EXERCISE DIRECTIONS
Reproduce each of the following records line for line, with no changes.

EXTRACTED RECORDS
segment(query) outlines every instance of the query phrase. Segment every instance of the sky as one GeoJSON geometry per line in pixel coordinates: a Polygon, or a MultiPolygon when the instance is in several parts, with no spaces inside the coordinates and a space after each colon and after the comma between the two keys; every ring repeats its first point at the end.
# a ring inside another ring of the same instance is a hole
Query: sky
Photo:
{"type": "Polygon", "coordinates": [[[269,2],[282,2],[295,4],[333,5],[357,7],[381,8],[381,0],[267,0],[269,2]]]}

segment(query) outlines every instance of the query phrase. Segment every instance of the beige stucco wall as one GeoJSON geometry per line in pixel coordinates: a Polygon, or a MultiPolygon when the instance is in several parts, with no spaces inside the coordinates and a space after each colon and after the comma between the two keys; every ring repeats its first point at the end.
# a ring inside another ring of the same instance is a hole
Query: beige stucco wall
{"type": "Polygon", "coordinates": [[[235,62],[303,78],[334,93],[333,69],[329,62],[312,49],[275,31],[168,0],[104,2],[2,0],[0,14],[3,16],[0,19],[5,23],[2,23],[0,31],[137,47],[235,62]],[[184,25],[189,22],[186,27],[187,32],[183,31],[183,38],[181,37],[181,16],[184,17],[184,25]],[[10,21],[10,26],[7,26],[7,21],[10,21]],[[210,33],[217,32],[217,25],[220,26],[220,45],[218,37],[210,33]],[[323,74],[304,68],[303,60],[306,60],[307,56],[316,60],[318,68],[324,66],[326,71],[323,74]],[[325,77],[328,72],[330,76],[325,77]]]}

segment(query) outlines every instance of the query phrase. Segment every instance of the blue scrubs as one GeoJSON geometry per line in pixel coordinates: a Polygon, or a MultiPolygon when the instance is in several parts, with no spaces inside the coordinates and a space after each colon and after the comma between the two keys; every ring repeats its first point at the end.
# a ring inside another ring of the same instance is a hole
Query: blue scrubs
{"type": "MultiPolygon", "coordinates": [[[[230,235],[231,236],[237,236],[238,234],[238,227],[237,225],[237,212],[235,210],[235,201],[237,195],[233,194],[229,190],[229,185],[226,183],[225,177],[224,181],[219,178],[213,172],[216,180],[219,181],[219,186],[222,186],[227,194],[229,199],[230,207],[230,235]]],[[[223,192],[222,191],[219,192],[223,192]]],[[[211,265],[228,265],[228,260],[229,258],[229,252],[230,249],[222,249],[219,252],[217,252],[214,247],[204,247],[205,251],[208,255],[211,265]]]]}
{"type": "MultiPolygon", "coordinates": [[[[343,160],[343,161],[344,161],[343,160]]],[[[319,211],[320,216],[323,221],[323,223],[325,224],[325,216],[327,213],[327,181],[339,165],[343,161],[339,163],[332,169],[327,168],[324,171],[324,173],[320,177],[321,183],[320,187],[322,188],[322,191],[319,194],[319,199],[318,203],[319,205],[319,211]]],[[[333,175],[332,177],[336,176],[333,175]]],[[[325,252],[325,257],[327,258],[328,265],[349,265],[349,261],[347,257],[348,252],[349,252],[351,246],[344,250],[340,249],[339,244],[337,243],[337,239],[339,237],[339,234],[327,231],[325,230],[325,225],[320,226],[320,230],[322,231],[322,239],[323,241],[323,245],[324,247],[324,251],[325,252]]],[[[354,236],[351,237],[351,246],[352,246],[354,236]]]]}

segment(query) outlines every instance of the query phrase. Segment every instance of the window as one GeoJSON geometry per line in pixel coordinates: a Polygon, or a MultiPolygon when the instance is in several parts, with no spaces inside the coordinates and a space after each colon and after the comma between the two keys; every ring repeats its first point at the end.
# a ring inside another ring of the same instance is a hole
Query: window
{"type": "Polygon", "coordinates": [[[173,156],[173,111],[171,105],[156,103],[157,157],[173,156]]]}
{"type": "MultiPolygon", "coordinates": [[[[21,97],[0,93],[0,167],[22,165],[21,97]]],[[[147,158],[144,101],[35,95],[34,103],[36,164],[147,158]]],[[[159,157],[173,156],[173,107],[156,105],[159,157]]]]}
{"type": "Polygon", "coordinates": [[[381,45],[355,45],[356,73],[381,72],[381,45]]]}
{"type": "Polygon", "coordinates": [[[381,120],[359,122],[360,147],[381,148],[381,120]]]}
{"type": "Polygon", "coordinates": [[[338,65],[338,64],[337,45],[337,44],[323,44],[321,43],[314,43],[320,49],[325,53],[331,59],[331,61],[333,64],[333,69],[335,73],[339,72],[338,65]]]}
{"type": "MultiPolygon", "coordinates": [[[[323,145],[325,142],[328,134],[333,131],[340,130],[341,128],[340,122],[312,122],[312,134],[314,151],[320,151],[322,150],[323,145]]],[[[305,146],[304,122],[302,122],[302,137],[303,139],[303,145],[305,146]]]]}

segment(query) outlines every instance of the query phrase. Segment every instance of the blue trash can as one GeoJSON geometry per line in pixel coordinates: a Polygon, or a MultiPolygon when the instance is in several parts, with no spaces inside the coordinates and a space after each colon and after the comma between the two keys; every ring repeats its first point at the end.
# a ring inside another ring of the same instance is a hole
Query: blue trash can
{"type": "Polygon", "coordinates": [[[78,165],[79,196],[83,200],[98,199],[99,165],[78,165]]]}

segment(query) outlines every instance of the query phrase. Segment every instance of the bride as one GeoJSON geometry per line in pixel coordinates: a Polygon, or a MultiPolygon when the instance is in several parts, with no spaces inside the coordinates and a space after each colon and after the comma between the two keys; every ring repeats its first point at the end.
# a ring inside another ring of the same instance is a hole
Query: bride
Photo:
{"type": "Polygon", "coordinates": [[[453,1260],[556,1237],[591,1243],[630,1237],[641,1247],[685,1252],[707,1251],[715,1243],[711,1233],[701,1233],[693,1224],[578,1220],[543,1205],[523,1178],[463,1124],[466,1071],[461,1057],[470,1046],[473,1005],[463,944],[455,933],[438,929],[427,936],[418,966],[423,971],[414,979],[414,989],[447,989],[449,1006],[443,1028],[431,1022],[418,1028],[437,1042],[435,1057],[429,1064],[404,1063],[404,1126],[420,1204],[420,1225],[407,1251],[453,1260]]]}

OUTPUT OF THE EXERCISE
segment(query) outlines every instance of the query phrase. Segment every instance of the sky as one GeoJSON geometry per line in pixel coordinates: a Polygon, or a MultiPolygon when the instance is in several parts, with no spaces inside the coordinates and a space after each colon and after the comma between the two keys; every ring repeats its first point at the end.
# a ring inside another ring of the same instance is a hole
Query: sky
Photo:
{"type": "Polygon", "coordinates": [[[269,2],[282,2],[295,4],[333,5],[357,7],[381,8],[381,0],[267,0],[269,2]]]}

segment(query) outlines every instance of the query phrase. Segment every instance of the beige stucco wall as one GeoJSON geometry per line in pixel coordinates: a Polygon, or a MultiPolygon when the instance is in several parts, with no spaces inside the coordinates and a space after each colon and after the comma between the two keys; every ring repeats its first point at the end.
# a ring inside another ring of the same instance is a hole
Query: beige stucco wall
{"type": "Polygon", "coordinates": [[[235,62],[303,78],[334,93],[333,69],[329,62],[312,49],[275,31],[168,0],[104,2],[2,0],[0,14],[3,16],[0,19],[5,23],[2,23],[0,31],[137,47],[235,62]],[[184,25],[189,22],[186,27],[187,32],[183,31],[183,38],[181,37],[181,16],[184,17],[184,25]],[[10,21],[10,26],[7,26],[7,21],[10,21]],[[210,33],[217,32],[217,25],[220,26],[220,45],[218,37],[210,33]],[[323,74],[304,68],[303,60],[306,60],[307,56],[316,60],[318,68],[324,66],[326,71],[323,74]],[[325,77],[328,72],[330,76],[325,77]]]}

segment(query) outlines every instance of the query phrase. Segment every instance of the blue scrubs as one GeoJSON geometry per line in pixel coordinates: a Polygon, or a MultiPolygon when the instance is in several parts, with no spaces inside the coordinates and a space after each colon and after the comma between the two keys; every ring repeats its first point at the end.
# a ring inside another ring of the same instance is a hole
Query: blue scrubs
{"type": "MultiPolygon", "coordinates": [[[[230,235],[231,236],[237,236],[238,234],[238,227],[237,225],[237,212],[235,210],[235,201],[237,195],[233,194],[229,190],[229,185],[226,183],[225,177],[224,181],[219,178],[213,172],[216,180],[219,181],[219,186],[222,186],[227,194],[229,199],[230,207],[230,235]]],[[[223,192],[222,191],[219,192],[223,192]]],[[[211,265],[228,265],[228,260],[229,258],[229,252],[230,249],[222,249],[219,252],[217,252],[214,247],[204,247],[205,251],[208,255],[211,265]]]]}
{"type": "MultiPolygon", "coordinates": [[[[343,160],[343,161],[344,161],[343,160]]],[[[319,211],[320,216],[323,221],[323,223],[325,224],[325,216],[327,213],[327,181],[339,165],[343,161],[339,163],[332,169],[327,168],[324,171],[324,173],[320,177],[321,183],[320,187],[322,188],[322,191],[319,194],[319,199],[318,203],[319,205],[319,211]]],[[[333,175],[332,177],[336,176],[333,175]]],[[[325,252],[325,257],[327,258],[328,265],[349,265],[349,261],[347,257],[348,252],[349,252],[351,246],[344,250],[340,249],[339,244],[337,243],[337,239],[339,237],[339,234],[327,231],[325,230],[325,225],[320,226],[320,230],[322,231],[322,239],[323,241],[323,245],[324,247],[324,251],[325,252]]],[[[354,236],[351,237],[351,246],[352,246],[354,236]]]]}

segment(query) outlines every instance of the query phrase. Segment every instance of the window as one GeoJSON geometry per line in pixel coordinates: a Polygon, or a MultiPolygon when the instance is in several parts, with no spaces inside the coordinates and a space after each colon and after the comma between the two keys; every ring repeats its first point at the end.
# a ring inside another ring of the same instance is a hole
Query: window
{"type": "Polygon", "coordinates": [[[173,156],[173,111],[171,105],[156,103],[157,157],[173,156]]]}
{"type": "MultiPolygon", "coordinates": [[[[21,97],[0,93],[0,167],[22,165],[21,97]]],[[[147,158],[144,101],[35,95],[34,103],[36,164],[147,158]]],[[[159,157],[173,156],[173,107],[156,105],[159,157]]]]}
{"type": "Polygon", "coordinates": [[[381,45],[355,45],[356,73],[381,72],[381,45]]]}
{"type": "Polygon", "coordinates": [[[381,120],[359,122],[360,147],[381,148],[381,120]]]}
{"type": "Polygon", "coordinates": [[[338,65],[338,64],[337,45],[337,44],[323,44],[321,43],[314,43],[320,49],[325,53],[331,59],[331,61],[333,64],[333,69],[335,73],[339,72],[338,65]]]}
{"type": "MultiPolygon", "coordinates": [[[[323,145],[325,142],[328,134],[333,131],[340,130],[341,128],[340,122],[312,122],[312,134],[314,151],[320,151],[322,150],[323,145]]],[[[305,146],[304,122],[302,122],[302,137],[303,139],[303,145],[305,146]]]]}

segment(query) outlines every instance of the query phrase. Segment every instance of the blue trash can as one GeoJSON geometry per line in pixel coordinates: a Polygon, or a MultiPolygon when the instance is in several parts, with no spaces inside the coordinates and a space after each colon and after the comma between the two keys; every ring repeats its first point at the end.
# a ring inside another ring of the same instance is a hole
Query: blue trash can
{"type": "Polygon", "coordinates": [[[78,165],[79,196],[83,200],[98,199],[99,165],[78,165]]]}

segment(query) outlines every instance of the query phrase. Segment every instance of the bride as one GeoJSON geometry per line in pixel coordinates: a Polygon, or a MultiPolygon when the instance is in several parts, with no spaces inside the coordinates and a space after each colon and after the comma between the two keys; every ring repeats its first point at the end.
# a ring inside another ring of the same instance is a hole
Query: bride
Photo:
{"type": "Polygon", "coordinates": [[[453,1260],[556,1237],[591,1243],[630,1237],[641,1247],[685,1252],[707,1251],[715,1243],[711,1233],[701,1233],[693,1224],[578,1220],[543,1205],[523,1178],[463,1124],[466,1071],[461,1057],[470,1046],[473,1005],[463,944],[455,933],[438,929],[427,936],[418,966],[423,971],[414,979],[414,989],[447,989],[449,1006],[443,1028],[431,1022],[418,1028],[437,1042],[435,1057],[429,1064],[404,1063],[404,1126],[420,1204],[420,1225],[407,1251],[453,1260]]]}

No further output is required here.